### GIVEN TEXT:

:::

Erwin and Elvira, the butcher
In my youth at the cinema, Rainer Werner Fassbinder was a must-see. You had to like his films, otherwise you “didn’t understand anything about film”. I found them good, but also exhausting. His first films, “Love is Colder Than Death” or “Katzelmacher” (both 1969) were far too contrived for me. In his final film, “Querelle” (1982), I was even more disappointed by the theatrical staging. After all, Jean Genet was one of my heroes at the time. ” World on a Wire” (1973) and “Berlin Alexanderplatz” (1980) I will never be able to un-anachronistically appreciate the visionary and the genius of these early mini-series.
“In a Year of 13 Moons” (1978), however, it left me, in my mid-twenties, completely paralysed in the cinema, the former Star Kino in Vienna. The film takes on social tensions in a radical way that are still relevant today: Gender identity and discrimination, Catholicism and suicide, bourgeoisie and working class, upper and underworlds, regulated and unregulated everyday life, respectable and less respectable professions, and of course love and violence.
“In a Year of 13 Moons” shows the last days in the life of Elvira or Erwin Weishaupt (my applause still goes to Volker Spengler). The main theme becomes clear already from the opening credits: Elvira is lonely, she is seeking out a ‘John’ in the alleyways of Frankfurt and is beaten up by one and a group of like-minded individuals upon discovering her gender. Dragging herself home (pun unintended), the humiliation, degradation and beatings continue relentlessly, this time on the part of her partner, who was in the process of packing his bags.
She is finally helped and comforted by Zora (Ingrid Caven), a sex-worker, to whom she tells her life story while receiving first aid: “I was a butcher… that’s what I learned… that’s my profession”. Despite a recent attempt at re-employment in the same profession, where she was met only with contempt, Elvira enthusiastically extols her former occupation. “Come I’ll show you!” she suggests, cut to Elvira and Zora entering a slaughterhouse. How this scene unfolds, the interplay of images, dialogue and music, still ranks high on my list of top film scenes, far above of the one of waking up with a horse’s head in bed. Richard Linklater, also a declared fan of the film, explicitly warns viewers about this scene (see interview).

:::

### Location identification records:
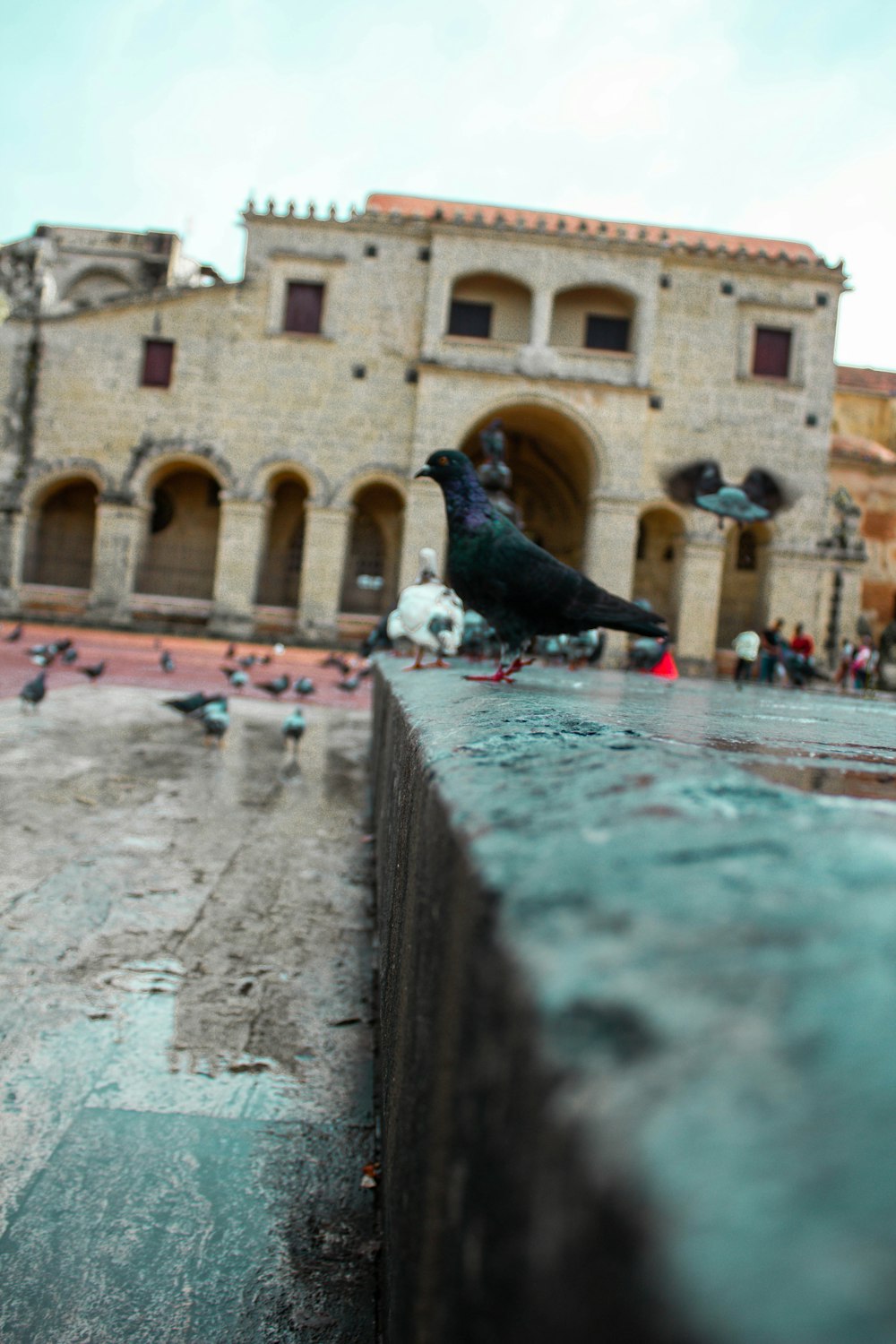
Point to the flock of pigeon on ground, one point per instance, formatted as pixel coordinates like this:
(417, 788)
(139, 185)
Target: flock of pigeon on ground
(506, 591)
(211, 711)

:::

### PARTS OF THE EXERCISE:
**a.** Return the passage of the Fassbinder essay starting at "Erwin and Elvira, the" and ending at "these early mini-series.".
**b.** According to the Fassbinder essay, in which cinema did the writer see "In a Year of 13 Moons"?
**c.** Using the Fassbinder essay, decide whether each statement agrees with it, and answer yes or no with the words that decide it: (i) "In a Year of 13 Moons" came out in 1978. (ii) Elvira had been a baker by profession. (iii) Richard Linklater is a declared fan of the film.

### ANSWERS TO THE EXERCISES:
**a.**
Erwin and Elvira, the butcher
In my youth at the cinema, Rainer Werner Fassbinder was a must-see. You had to like his films, otherwise you “didn’t understand anything about film”. I found them good, but also exhausting. His first films, “Love is Colder Than Death” or “Katzelmacher” (both 1969) were far too contrived for me. In his final film, “Querelle” (1982), I was even more disappointed by the theatrical staging. After all, Jean Genet was one of my heroes at the time. ” World on a Wire” (1973) and “Berlin Alexanderplatz” (1980) I will never be able to un-anachronistically appreciate the visionary and the genius of these early mini-series.

**b.** The former Star Kino in Vienna.

**c.**
(i) Yes: "“In a Year of 13 Moons” (1978)"
(ii) No: "I was a butcher… that’s what I learned… that’s my profession"
(iii) Yes: "Richard Linklater, also a declared fan of the film"